WHAT THIS EXERCISE ASKS:
a – Reproduce the section of the vitamin D article starting at the words "The two main" and ending after the words "yolks, and meat.".
b – Carry on writing the vitamin D supplement article, starting right after its final sentence.

(Beginning of EXCERPT)

This Popular Vitamin D Supplement Might Lower Your Levels (Try This Instead)

It’s that time of the year again when we’re all thinking a little more about our vitamin D levels. Having optimal vitamin D levels plays a crucial role in immune health in addition to supporting bone health, sleep, and blood sugar balance (this vitamin does a lot in the body).
One of the best ways to get enough vitamin D is through a high-quality supplement. There are two main forms of vitamin D (D2 and D3). But a new study shows that supplementing with vitamin D2 actually depletes vitamin D3 in the body (potentially weakening the body’s immune defences). Here’s what you need to know.
The different forms of vitamin D
While vitamin D is, well, a vitamin, it’s actually considered a prohormone in the body. It’s a prohormone because the form of vitamin D you get from food, supplements, or sunshine isn’t fully active yet. It must first be converted in the body to become biologically useful.
The two main forms of vitamin D include:
- Vitamin D3 (cholecalciferol)is the form your body naturally produces when your skin is exposed to sunlight and is also found in animal-based foods like fatty fish, egg yolks, and meat.
- Vitamin D2 (ergocalciferol) comes mainly from UV-exposed mushrooms and fortified plant foods.
Supplements can provide either form, but once in the body, both D2 and D3 must be converted into 25-hydroxyvitamin D [25(OH)D], the main circulating form measured in blood tests to assess vitamin D status.
Both vitamin D2 and D3 have been shown to raise blood levels of 25(OH)D. However, vitamin D3 has long been known to be the more reliable and potent form of the vitamin, and it’s more recently been speculated that vitamin D2 may actually lower levels of vitamin D3 in the body, which is precisely what this study explored.
About the study
Researchers of this study analyzed results from 11 randomized controlled trials involving 655 individuals.
Participants took varying doses of vitamin D2, from daily doses around 300 IU to high weekly or monthly doses up to 50,000 IU. Researchers then measured blood levels of active vitamin D2, vitamin D3, and 25(OH)D (the sum of both forms) to see how D₂ supplementation influenced overall vitamin D status.

(End of EXCERPT)
(Beginning of COLLECTED DATA)

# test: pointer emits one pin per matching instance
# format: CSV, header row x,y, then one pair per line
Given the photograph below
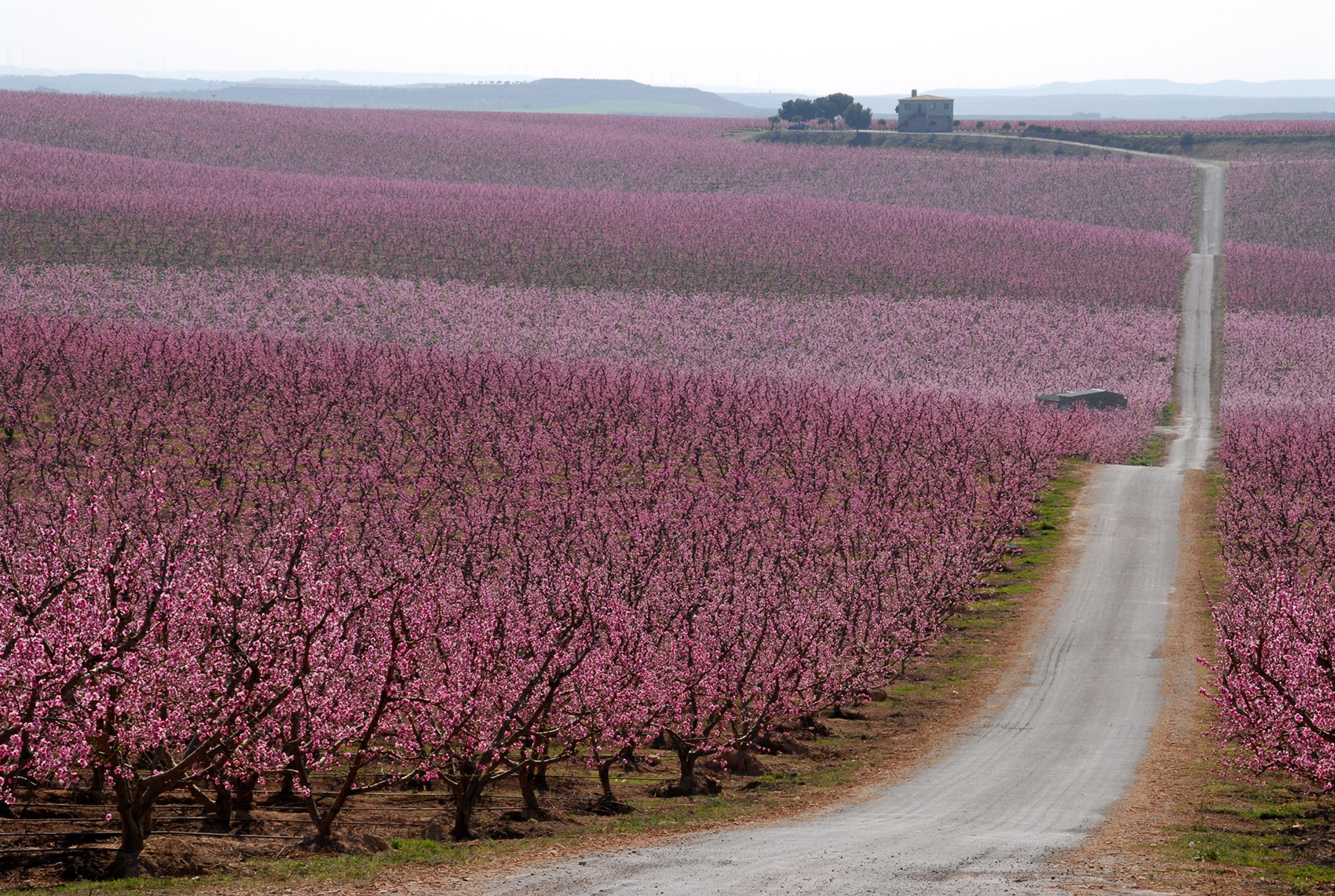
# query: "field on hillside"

(End of COLLECTED DATA)

ANSWERS PER TASK:
a –
The two main forms of vitamin D include:
- Vitamin D3 (cholecalciferol)is the form your body naturally produces when your skin is exposed to sunlight and is also found in animal-based foods like fatty fish, egg yolks, and meat.

b –
RELATED READ: Measure Your Vitamin D Levels At Home With These Tests
The downside of supplementing with vitamin D2
Results showed that supplementing with D2 significantly decreased active vitamin D3 in the body. Across trials, participants taking D2 had 9 to 18 nmol/L less active D3 in their systems than folks not taking any vitamin D
Vitamin D₃, on the other hand, consistently raises and sustains 25(OH)D₃ in the bloodstream. Researchers of this study concluded that “vitamin D3 should be the first line choice for supplementation”.
How to supplement
That means, if you’re looking for a vitamin D supplement (and many of us should be taking one as nearly 43% of U.S. adults have insufficient levels), make sure it's in the form of vitamin D3.
mindbodygreen’s vitamin D3 potency+ fits the bill. It provides 5,000 IU of vitamin D3 derived from algae and along with a trio of oils (avocado, flaxseed, and olive) to optimize absorption in just one daily gelcap.
It’s helped hundreds of customers raise stubbornly low levels of vitamin D to better support immune function, mood, muscle, and inflammatory responses.*
The takeaway
Not all vitamin D is created equal. And taking the wrong from vitamin D may have detrimental impacts on your vitamin D status and your body’s immune system. Always choose a supplement that provides an effective dose of vitamin D3 to reap the compound’s full benefits.